(What to work on)
Please copy word for word the stretch of the strategic foresight text below from "Strategic foresight is" through "as corporate foresight.".

(Selected excerpt)
#####
= Strategic foresight =

Planning-oriented discipline

Strategic foresight is a planning-oriented discipline related to futures studies. In a business context, a more action-oriented approach has become well known as corporate foresight.

==Definition and idea==
Strategy is a high level plan to achieve one or more goals under conditions of uncertainty. Strategic foresight happens when any planner uses scanned inputs, forecasts, alternative futures exploration, analysis and feedback to produce or alter plans and actions of the organization. Scenario planning plays a prominent role in strategic foresight.

Strategic planning always includes analysis, but it may or may not involve serious foresight on the way to developing a plan, or taking an action. A consideration of possible futures (alternative futures) and of probable futures (forecasts, predictions) is important to developing a preferred future (plan), even the simple mental plans made prior to taking an action. It is the job of the strategic foresight professional to make sure appropriately diverse and relevant inputs, forecasts, and alternatives are considered in the analysis, decision making and planning processes, that plans are appropriately communicated and that when actions are taken, appropriate feedback occurs and after action reviews take place to improve the foresight process.
#####
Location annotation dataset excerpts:
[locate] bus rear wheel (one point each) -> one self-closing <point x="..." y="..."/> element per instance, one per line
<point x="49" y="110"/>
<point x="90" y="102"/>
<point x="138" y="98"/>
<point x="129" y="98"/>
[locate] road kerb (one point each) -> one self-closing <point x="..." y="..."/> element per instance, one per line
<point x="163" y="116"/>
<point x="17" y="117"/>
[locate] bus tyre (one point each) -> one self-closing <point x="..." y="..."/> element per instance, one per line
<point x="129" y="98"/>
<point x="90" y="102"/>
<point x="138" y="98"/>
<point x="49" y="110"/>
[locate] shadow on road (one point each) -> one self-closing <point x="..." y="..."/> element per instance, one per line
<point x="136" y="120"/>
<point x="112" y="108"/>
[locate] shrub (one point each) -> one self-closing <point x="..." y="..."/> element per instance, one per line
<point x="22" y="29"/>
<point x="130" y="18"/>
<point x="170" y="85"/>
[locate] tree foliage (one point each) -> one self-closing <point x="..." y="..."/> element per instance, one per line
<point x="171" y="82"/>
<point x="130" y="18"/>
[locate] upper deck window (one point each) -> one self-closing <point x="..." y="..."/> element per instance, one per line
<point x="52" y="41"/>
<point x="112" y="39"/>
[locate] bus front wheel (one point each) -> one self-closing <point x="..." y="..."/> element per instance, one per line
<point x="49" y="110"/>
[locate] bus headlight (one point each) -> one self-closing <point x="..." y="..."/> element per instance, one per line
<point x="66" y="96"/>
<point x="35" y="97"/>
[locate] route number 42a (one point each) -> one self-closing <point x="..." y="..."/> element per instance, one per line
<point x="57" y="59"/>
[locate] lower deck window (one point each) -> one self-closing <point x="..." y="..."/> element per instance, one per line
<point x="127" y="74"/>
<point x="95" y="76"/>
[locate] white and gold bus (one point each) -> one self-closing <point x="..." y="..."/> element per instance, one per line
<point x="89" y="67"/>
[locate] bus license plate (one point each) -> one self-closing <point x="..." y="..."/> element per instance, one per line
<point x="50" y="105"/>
#####
(Answer to the problem)
Strategic foresight is a planning-oriented discipline related to futures studies. In a business context, a more action-oriented approach has become well known as corporate foresight.